[Records from a data source]
________________________

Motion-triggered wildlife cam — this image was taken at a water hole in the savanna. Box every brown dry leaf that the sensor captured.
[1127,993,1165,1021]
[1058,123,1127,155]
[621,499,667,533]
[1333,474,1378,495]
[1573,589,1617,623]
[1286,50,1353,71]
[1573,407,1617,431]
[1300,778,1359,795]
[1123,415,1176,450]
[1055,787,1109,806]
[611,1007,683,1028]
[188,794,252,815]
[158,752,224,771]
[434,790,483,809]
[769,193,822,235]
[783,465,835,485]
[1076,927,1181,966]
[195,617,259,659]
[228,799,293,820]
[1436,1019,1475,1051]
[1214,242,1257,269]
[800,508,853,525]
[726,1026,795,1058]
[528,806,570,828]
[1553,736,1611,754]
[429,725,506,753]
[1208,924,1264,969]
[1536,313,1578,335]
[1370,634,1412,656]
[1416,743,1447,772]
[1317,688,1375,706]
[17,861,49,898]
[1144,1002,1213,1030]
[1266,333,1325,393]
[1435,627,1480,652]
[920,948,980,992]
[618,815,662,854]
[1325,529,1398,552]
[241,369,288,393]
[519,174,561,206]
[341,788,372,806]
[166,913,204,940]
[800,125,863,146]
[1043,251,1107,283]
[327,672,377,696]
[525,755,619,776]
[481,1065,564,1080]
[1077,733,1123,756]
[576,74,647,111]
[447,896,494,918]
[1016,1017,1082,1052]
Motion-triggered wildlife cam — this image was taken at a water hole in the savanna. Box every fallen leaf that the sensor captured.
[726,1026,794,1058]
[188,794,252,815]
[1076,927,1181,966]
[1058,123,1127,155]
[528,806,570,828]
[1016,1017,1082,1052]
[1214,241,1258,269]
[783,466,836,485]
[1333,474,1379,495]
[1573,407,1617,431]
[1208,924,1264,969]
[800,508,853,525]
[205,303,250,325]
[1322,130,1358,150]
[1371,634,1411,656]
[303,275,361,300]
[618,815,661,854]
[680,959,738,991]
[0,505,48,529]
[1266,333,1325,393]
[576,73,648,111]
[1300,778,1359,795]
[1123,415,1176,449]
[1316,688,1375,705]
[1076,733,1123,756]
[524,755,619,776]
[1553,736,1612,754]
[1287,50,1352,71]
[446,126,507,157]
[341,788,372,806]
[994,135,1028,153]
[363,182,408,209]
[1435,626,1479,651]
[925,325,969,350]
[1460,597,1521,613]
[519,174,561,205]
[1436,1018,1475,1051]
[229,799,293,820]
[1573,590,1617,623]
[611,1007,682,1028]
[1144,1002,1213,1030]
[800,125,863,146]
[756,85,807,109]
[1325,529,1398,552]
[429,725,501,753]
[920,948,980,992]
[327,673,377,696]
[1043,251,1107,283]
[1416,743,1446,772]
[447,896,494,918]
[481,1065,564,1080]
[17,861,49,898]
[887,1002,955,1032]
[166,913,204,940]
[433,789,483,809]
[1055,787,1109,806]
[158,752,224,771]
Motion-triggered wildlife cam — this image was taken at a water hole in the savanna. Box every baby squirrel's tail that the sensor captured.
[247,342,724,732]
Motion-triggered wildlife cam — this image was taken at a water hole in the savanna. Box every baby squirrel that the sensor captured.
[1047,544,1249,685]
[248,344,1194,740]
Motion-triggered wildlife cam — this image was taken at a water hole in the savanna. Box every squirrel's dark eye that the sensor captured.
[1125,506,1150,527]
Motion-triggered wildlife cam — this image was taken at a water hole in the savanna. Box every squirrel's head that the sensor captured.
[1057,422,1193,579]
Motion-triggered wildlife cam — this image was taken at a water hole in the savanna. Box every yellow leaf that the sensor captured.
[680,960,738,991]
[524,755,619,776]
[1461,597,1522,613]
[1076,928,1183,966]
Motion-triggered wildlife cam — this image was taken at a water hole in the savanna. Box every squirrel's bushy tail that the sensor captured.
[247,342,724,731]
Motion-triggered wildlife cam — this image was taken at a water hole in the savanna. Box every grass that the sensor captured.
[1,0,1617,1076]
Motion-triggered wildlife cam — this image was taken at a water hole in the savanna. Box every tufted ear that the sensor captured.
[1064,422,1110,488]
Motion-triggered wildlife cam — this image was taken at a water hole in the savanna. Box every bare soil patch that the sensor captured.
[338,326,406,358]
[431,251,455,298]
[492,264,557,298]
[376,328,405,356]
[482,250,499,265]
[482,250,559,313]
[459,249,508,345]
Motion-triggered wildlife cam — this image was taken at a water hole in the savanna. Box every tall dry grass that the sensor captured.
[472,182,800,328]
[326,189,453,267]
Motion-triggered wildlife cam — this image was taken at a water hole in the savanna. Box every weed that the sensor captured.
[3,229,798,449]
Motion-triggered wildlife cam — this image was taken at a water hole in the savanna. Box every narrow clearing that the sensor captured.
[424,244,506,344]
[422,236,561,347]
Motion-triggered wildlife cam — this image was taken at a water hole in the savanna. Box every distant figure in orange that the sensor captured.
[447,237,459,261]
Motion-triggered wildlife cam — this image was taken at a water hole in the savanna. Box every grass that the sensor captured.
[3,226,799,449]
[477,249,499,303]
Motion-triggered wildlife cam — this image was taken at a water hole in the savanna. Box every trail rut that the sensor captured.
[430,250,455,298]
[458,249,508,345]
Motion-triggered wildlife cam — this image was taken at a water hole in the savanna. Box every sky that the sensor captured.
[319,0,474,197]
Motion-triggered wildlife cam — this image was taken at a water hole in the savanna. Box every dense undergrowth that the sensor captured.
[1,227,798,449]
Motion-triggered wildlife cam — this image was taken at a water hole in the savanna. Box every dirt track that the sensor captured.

________________________

Task instructions =>
Word for word, output the records that appear above.

Task answer =>
Motion-triggered wildlife cam — this image was taken at a water hole in the savanna. Box every brown dry leaf that the sensor captured.
[1127,993,1165,1021]
[1058,123,1127,155]
[621,499,667,533]
[1333,474,1378,495]
[1573,589,1617,623]
[1286,50,1353,71]
[1573,407,1617,431]
[1300,778,1359,795]
[1123,415,1176,450]
[1055,787,1109,806]
[611,1007,683,1028]
[188,794,252,815]
[158,752,224,771]
[434,790,483,809]
[769,193,822,235]
[783,465,835,485]
[1076,927,1181,966]
[195,617,259,659]
[228,799,293,820]
[1436,1019,1475,1051]
[1214,242,1257,269]
[800,508,853,525]
[726,1026,795,1058]
[528,806,570,828]
[1553,736,1611,754]
[429,725,506,753]
[1208,924,1264,969]
[1536,313,1578,335]
[1370,634,1412,656]
[1416,743,1447,772]
[1317,688,1375,706]
[17,861,49,898]
[1144,1002,1213,1030]
[1266,333,1325,393]
[1435,627,1480,652]
[920,948,980,992]
[618,815,662,854]
[1325,529,1398,552]
[241,369,288,393]
[519,174,561,206]
[341,788,372,806]
[166,913,204,940]
[800,125,863,146]
[1043,251,1107,283]
[327,672,377,696]
[525,755,619,776]
[481,1065,564,1080]
[1077,733,1123,756]
[576,74,647,111]
[447,896,494,918]
[1016,1017,1082,1052]
Motion-triggered wildlife cam — this image was taken at a water hole in the savanna. Box every fallen leaf that the sensor captured.
[726,1026,794,1058]
[188,794,252,815]
[1076,927,1181,966]
[1058,123,1127,155]
[528,806,570,828]
[1016,1017,1082,1052]
[1214,241,1258,269]
[783,466,836,485]
[1333,474,1379,495]
[1573,407,1617,431]
[1208,924,1264,969]
[800,508,853,525]
[205,303,250,325]
[1322,130,1358,150]
[1371,634,1411,656]
[303,275,361,300]
[618,815,661,854]
[680,959,738,991]
[0,505,48,529]
[1266,333,1325,393]
[576,73,648,111]
[1300,778,1359,795]
[1123,415,1176,449]
[1316,688,1375,705]
[1076,733,1123,756]
[524,755,619,776]
[1553,736,1612,754]
[1287,50,1352,71]
[446,126,507,157]
[341,788,372,806]
[994,135,1028,153]
[363,182,408,209]
[1435,626,1479,651]
[925,325,969,350]
[1460,597,1521,613]
[519,174,561,205]
[1436,1018,1475,1051]
[229,799,293,820]
[1573,590,1617,623]
[611,1007,682,1028]
[1144,1002,1213,1030]
[800,125,863,146]
[756,85,807,109]
[1325,529,1398,552]
[429,725,501,753]
[920,948,980,992]
[327,673,377,696]
[1043,251,1107,283]
[1416,743,1446,772]
[447,896,494,918]
[481,1065,564,1080]
[17,861,49,898]
[887,1002,955,1032]
[166,913,204,940]
[433,789,483,809]
[1055,787,1109,806]
[158,752,224,771]
Motion-triggered wildlife cam — this image was taken at a water hole in the savanna. Box every baby squirrel's tail that the sensor captured.
[247,342,724,732]
Motion-triggered wildlife cam — this image was taken at a water hole in the savanna. Box every baby squirrel that the sensor captured.
[1047,544,1249,685]
[248,344,1194,740]
Motion-triggered wildlife cam — this image was taken at a water hole in the savanna. Box every squirrel's dark eye that the sensor captured.
[1125,506,1150,527]
Motion-triggered wildlife cam — this image was taken at a water hole in the savanna. Box every squirrel's head that the sensor captured.
[1057,422,1193,579]
Motion-triggered wildlife cam — this image was taken at a water hole in the savanna. Box every yellow leaf that the sensor captured.
[680,960,738,991]
[524,755,619,776]
[1461,597,1522,613]
[1076,928,1183,966]
Motion-triggered wildlife cam — this image was taken at a water hole in the savanna. Box every squirrel's bushy tail that the sensor captured.
[247,342,724,731]
Motion-triggered wildlife cam — this image was taken at a water hole in the savanna. Box every grass that the sensor captured.
[1,0,1617,1076]
Motion-triggered wildlife cam — this image was taken at a water hole in the savanna. Box every tufted ear that the sensor captured.
[1064,422,1110,488]
Motion-triggered wildlife cam — this image was taken at a water hole in the savanna. Box every bare soil patch that the sensor captured.
[338,326,406,358]
[431,251,455,298]
[492,264,557,298]
[376,328,405,356]
[482,250,499,265]
[482,250,559,313]
[459,249,508,345]
Motion-triggered wildlife cam — this image was taken at a water hole in the savanna. Box every tall dry grass that the sensor captured.
[472,182,800,328]
[326,189,453,267]
Motion-triggered wildlife cam — this image was taken at a water hole in the savanna. Box every weed that the sensor captured.
[3,229,798,449]
Motion-triggered wildlife cam — this image was taken at a water hole in the savanna. Box every narrow clearing that the sensor captured.
[424,244,506,344]
[422,236,561,347]
Motion-triggered wildlife cam — this image was taken at a water hole in the savanna. Box every distant figure in orange that the sensor captured.
[447,237,459,261]
Motion-triggered wildlife cam — this image was taken at a water hole in the savanna. Box every grass that the sensor captured.
[3,226,799,449]
[477,249,499,303]
Motion-triggered wildlife cam — this image was taken at a water hole in the savanna. Box every trail rut that the sensor captured.
[430,250,455,298]
[458,249,508,345]
Motion-triggered wildlife cam — this image was taken at a water hole in the savanna. Box every sky that the sensor captured.
[319,0,474,197]
Motion-triggered wildlife cam — this image was taken at a water hole in the savanna. Box every dense undergrowth that the sensor captured.
[1,227,798,449]
Motion-triggered wildlife cam — this image was taken at a water hole in the savanna. Box every dirt track that the sensor captured.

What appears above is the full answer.